__PROBLEM STATEMENT__
Answer these questions using the passage about John Lyons.
1. How many acres of sugar plantations did he own in Antigua?
2. How many children did he and Catherine Lyons have?
3. Which of his grandchildren was the diplomat who solved the Trent Affair?

__READING PASSAGE__
--------------------

Captain John Lyons,  (20 October 1760 – 6 February 1816) was a British owner of extensive sugar plantations, of 563 acres in total, in Antigua, where he served as a politician and a Captain in the Royal Navy.

He married Catherine Walrond, the daughter of the 5th Marquis de Vallado and Sarah Lyons (1731-1764). John and Catherine Lyons
had 15 children, including Edmund Lyons, 1st Baron Lyons. John's grandchildren included Richard Lyons, 1st Viscount Lyons, the diplomat who solved the Trent Affair, Sir Algernon McLennan Lyons, Admiral of the Fleet, and Richard Lyons Pearson, Assistant Commissioner of the Metropolitan Police.

--------------------

__LISTING__
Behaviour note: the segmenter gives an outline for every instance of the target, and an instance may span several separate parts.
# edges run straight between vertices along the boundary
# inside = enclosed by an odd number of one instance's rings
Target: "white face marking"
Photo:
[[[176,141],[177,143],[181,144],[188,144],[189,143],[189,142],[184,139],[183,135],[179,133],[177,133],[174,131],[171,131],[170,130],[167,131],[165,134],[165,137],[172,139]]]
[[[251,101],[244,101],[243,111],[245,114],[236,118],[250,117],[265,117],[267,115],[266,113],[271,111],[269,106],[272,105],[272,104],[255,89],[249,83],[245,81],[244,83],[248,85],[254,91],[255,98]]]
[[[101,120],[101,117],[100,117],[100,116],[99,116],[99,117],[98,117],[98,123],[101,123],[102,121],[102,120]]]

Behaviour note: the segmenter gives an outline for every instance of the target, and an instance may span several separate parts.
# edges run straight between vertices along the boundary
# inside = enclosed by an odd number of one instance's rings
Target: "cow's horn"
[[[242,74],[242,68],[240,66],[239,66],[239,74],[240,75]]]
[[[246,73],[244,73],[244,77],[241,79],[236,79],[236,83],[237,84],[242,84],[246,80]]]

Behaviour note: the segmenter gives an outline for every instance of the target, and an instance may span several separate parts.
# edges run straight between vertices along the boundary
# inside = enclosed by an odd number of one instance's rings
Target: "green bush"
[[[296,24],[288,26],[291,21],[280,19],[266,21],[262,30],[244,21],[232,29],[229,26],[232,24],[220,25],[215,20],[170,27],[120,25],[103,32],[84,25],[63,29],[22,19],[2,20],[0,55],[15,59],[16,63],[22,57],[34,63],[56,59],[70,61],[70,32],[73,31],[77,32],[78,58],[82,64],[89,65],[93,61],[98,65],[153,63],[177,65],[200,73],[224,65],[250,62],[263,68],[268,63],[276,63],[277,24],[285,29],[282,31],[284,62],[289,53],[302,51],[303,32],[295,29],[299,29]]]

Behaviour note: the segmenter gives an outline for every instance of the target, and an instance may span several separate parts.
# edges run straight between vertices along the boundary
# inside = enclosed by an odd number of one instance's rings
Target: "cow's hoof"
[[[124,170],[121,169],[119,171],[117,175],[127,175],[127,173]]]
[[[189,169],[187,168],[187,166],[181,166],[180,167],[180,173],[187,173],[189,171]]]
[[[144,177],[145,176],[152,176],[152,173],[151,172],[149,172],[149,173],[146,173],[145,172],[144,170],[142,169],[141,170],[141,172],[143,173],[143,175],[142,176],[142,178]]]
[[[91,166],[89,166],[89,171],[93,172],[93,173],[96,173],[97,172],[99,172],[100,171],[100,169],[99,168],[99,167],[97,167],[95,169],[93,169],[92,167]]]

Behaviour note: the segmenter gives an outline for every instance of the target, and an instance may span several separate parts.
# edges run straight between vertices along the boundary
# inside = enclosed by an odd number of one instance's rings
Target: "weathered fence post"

--------------------

__REPLY__
1. 563 acres.
2. 15 children.
3. Richard Lyons, 1st Viscount Lyons.